Your task is to print all of the material verbatim.

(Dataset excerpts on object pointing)
________________________

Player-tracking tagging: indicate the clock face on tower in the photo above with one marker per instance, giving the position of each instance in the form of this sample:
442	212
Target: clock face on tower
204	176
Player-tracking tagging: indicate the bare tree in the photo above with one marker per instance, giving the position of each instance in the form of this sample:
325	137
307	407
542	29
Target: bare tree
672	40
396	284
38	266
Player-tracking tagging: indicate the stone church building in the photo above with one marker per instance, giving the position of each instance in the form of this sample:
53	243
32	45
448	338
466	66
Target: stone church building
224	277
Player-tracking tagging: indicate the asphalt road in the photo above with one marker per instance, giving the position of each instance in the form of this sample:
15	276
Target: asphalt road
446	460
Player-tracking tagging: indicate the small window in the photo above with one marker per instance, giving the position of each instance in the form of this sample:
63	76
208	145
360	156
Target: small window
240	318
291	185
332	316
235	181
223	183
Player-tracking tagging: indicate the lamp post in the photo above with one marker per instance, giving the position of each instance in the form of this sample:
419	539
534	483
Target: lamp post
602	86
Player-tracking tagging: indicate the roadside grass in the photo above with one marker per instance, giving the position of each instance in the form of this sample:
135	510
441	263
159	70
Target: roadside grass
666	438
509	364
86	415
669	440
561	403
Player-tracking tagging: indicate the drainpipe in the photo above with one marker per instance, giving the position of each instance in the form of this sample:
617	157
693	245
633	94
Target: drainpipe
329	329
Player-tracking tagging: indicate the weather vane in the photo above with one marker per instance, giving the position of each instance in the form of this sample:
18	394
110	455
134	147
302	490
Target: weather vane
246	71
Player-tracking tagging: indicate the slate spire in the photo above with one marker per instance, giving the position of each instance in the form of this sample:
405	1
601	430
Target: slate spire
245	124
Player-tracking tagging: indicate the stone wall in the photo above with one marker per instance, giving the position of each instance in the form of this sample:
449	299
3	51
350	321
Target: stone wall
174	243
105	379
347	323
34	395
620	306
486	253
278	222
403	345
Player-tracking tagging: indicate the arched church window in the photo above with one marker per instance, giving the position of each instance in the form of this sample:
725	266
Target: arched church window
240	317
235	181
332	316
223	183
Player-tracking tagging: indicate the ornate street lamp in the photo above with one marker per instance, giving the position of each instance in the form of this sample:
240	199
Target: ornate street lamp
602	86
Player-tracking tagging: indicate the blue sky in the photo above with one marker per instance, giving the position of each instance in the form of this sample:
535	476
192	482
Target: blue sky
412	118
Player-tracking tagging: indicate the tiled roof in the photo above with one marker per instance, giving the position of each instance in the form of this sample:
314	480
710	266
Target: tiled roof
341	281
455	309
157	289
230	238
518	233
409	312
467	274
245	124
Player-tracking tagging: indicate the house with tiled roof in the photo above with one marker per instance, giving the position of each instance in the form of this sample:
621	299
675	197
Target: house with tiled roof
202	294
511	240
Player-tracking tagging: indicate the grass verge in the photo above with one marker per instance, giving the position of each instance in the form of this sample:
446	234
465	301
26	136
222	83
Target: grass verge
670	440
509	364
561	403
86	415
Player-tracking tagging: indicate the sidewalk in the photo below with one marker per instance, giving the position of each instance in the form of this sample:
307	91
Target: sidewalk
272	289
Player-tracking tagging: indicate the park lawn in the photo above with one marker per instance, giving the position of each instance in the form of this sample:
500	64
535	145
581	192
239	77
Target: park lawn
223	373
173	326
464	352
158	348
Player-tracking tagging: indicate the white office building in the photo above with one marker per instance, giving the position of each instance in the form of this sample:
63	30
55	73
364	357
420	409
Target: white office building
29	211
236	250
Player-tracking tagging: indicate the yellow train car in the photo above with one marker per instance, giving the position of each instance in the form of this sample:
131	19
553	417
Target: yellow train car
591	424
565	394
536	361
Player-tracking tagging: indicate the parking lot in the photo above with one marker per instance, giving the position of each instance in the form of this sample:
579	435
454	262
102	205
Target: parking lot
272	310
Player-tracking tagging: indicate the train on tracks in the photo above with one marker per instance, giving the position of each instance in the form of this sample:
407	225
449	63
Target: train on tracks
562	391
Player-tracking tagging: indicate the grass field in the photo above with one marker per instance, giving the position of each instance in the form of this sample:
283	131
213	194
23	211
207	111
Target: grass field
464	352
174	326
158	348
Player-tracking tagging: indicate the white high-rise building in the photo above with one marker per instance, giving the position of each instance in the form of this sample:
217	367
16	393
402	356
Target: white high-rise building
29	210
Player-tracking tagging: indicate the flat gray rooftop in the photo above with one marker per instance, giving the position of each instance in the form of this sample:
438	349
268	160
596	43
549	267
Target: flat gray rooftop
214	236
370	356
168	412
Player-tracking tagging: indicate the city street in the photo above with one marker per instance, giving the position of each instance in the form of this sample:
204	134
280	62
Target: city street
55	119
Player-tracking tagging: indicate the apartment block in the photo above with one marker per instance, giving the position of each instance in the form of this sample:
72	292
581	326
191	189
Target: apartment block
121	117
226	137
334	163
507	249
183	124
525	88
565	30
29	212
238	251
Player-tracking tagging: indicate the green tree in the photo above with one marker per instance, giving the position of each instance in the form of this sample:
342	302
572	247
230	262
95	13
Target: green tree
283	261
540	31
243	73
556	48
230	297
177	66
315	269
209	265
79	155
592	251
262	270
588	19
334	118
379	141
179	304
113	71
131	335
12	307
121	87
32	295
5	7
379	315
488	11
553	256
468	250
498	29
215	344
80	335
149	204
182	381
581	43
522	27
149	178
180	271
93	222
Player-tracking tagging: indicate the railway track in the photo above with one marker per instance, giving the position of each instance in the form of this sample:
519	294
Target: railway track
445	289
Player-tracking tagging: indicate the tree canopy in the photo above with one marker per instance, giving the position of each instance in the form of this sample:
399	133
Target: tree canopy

________________________

TASK ANSWER:
Player-tracking tagging: indicate the clock face on tower in the photo above with one marker per instance, giving the position of each instance in the form of this sample:
442	212
Target: clock face on tower
204	176
Player-tracking tagging: indicate the bare tree in the photo above with one marker per instance, giving the position of each instance in the form of this sample:
325	137
307	407
542	29
Target: bare tree
672	40
396	284
38	266
Player-tracking tagging: indicate the stone church building in the photo above with one marker per instance, giving the position of each instance in the form of this sample:
53	243
32	45
448	338
466	66
Target: stone church building
224	277
Player-tracking tagging: indicate the asphalt road in the photo above with one marker per instance, giving the position of each instance in the form of this sample:
15	276
Target: asphalt road
446	460
Player-tracking tagging: indicate the small window in the photo above with one marker per instance, giving the position of each instance in the form of this sample:
63	76
208	145
360	156
Target: small window
240	318
291	185
332	316
235	181
223	183
Player-tracking tagging: indicate the lamp post in the photo above with one marker per instance, giving the position of each instance in the form of this sample:
419	539
534	483
Target: lamp post
602	86
Player-tracking tagging: indicate the roadside grass in the photo above with one marker per instance, giving the position of each instance in the form of this sample:
135	510
441	263
159	70
Target: roadside grass
666	438
509	364
86	415
669	440
561	403
Player-tracking tagging: indicate the drainpipe in the photo above with one marker per instance, giving the position of each instance in the form of this sample:
617	157
693	245
633	94
Target: drainpipe
329	329
Player-tracking tagging: indicate the weather vane in the photo above with one marker per instance, giving the position of each instance in the form of this sample:
18	394
110	455
134	147
302	490
Target: weather vane
246	71
Player-tracking tagging: indicate the slate spire in the photo above with one marker per instance, giving the position of each instance in the form of this sample:
405	1
601	430
Target: slate spire
245	124
Player-tracking tagging: indicate the stone wall in the photo above with one marker per instance, giving the position of each instance in the form of this sample:
449	299
3	51
350	321
Target: stone wall
174	243
105	379
347	323
34	395
620	306
486	253
278	222
403	345
Player-tracking tagging: indicate the arched church window in the photo above with one marker per instance, giving the position of each instance in the form of this sample:
725	266
Target: arched church window
240	317
235	181
332	316
223	183
Player-tracking tagging: indicate the ornate street lamp in the photo above with one marker per instance, giving the position of each instance in the form of this sample:
240	199
Target: ornate street lamp
602	86
Player-tracking tagging: indicate the blue sky in the photo above with one marker per instance, giving the position of each instance in the form of this sample:
535	476
192	482
Target: blue sky
412	118
Player-tracking tagging: indicate the tiled roof in the photo above with one marker per instance, giving the position of each instance in the form of this sample:
314	480
710	266
Target: tiled roof
341	281
455	309
157	289
230	238
518	233
409	312
467	274
245	124
Player-tracking tagging: indicate the house with tiled roof in the photo above with one marker per instance, giving the position of each instance in the form of this sample:
621	299
675	197
Target: house with tiled roof
202	294
511	240
Player-tracking tagging: indicate the grass verge in the photo above with one marker per instance, giving the position of each instance in the form of this sample:
446	234
465	301
26	136
222	83
Target: grass verge
670	440
509	364
561	403
86	415
Player-tracking tagging: indicate the sidewalk in the photo below with one marker per instance, giving the position of each instance in the form of this sample:
307	91
Target: sidewalk
272	289
Player-tracking tagging: indicate the park lawn in the photo above with one marker per instance, giving the position of each instance in the form of this sample:
500	64
535	145
581	192
239	77
Target: park lawn
223	373
173	326
464	352
158	348
Player-tracking tagging: indicate the white office building in the photo above with one marker per instance, giving the position of each instance in the form of this sample:
63	30
55	73
364	357
420	409
Target: white office building
29	211
236	250
Player-tracking tagging: indicate the yellow train car in the photo above with one marker per instance, giving the position of each instance in the form of this sample:
131	19
553	417
Target: yellow train car
591	424
565	394
536	361
Player-tracking tagging: indicate the parking lot in the photo above with one marker per instance, giving the position of each instance in the form of this sample:
579	435
454	262
102	205
Target: parking lot
272	310
Player-tracking tagging: indicate the train on tracks in the photo above with one marker per instance, giving the position of each instance in the form of this sample:
407	225
449	63
Target: train on tracks
562	391
Player-tracking tagging: indicate the grass field in the photo above with one marker per instance, giving the position of each instance in the form of this sample:
283	131
213	194
23	211
207	111
Target: grass field
464	352
174	326
158	348
Player-tracking tagging: indicate the white high-rise building in the photo above with one marker per instance, giving the position of each instance in the form of this sample:
217	367
16	393
402	356
Target: white high-rise building
29	210
Player-tracking tagging: indicate the flat gray rooftop in the photo above with one marker per instance, giving the position of each instance in the form of this sample:
438	349
268	160
596	43
549	267
Target: flat gray rooftop
214	236
370	356
168	412
Player-tracking tagging: indicate the city street in the photo above with one marker per instance, giving the position of each instance in the form of this sample:
204	134
280	62
Target: city street
55	119
Player-tracking tagging: indicate the apartment block in the photo above with one marker per instance, giving the position of each instance in the form of this sample:
72	292
581	326
191	189
Target: apartment block
121	117
226	137
334	163
507	249
183	124
525	88
565	30
29	212
238	251
Player-tracking tagging: indicate the green tree in the photo above with one marker per instance, giving the position of each instance in the form of this sample:
342	302
572	247
230	262
95	13
Target: green tree
283	261
540	31
243	73
556	48
230	297
177	66
315	269
209	265
79	155
592	251
262	270
588	19
334	118
379	141
179	304
113	71
131	335
12	307
121	87
32	295
5	7
379	315
488	11
553	256
468	250
498	29
215	344
80	335
149	204
182	381
581	43
522	27
149	178
180	271
93	222
Player-tracking tagging: indicate the railway track in the photo above with one marker per instance, giving the position of each instance in the form of this sample:
519	294
Target: railway track
445	289
Player-tracking tagging: indicate the tree canopy in the photo above with one marker per instance, giving the position of each instance in the form of this sample:
399	133
Target: tree canopy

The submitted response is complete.